**TEXT SHOWN**
Victor L. Blanchet

Victor L. Blanchet

Victor L. Blanchet

BERNE — Victor L. Blanchet was a rugged individualist.

“He was well read. He liked to philosophize. He was a deep thinker,” said his nephew, Robert Blanchet. “He never had a bad word to say about anything … The word that describes him best is ‘unique.’”

Mr. Blanchet died on Tuesday, Nov. 10, 2020, at the Greene Meadows Nursing Home in Catskill. He was 93.

He was born in Albany, the son of the late Andrew and Regina DuBruy Blanchet, and he lived in the area all his life. His father was a finish carpenter and cabinet maker, and his mother was a homemaker.

His parents, who were French Canadians, spoke Québécois. They settled first in Albany and then moved to the McKownville area of Guilderland where Victor was raised.

Mr. Blanchet went to school through the eighth grade and left home young, traveling as far as California. He was drafted into the Army during World War II and served from 1945 to 1947.

(Natural-language object grounding data)
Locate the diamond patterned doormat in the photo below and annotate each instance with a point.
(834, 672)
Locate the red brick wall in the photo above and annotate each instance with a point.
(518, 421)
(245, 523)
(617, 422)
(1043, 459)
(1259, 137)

**TASK INSTRUCTIONS**
According to the text about Victor L. Blanchet, in which years did he serve in the Army?

**RESULT**
From 1945 to 1947.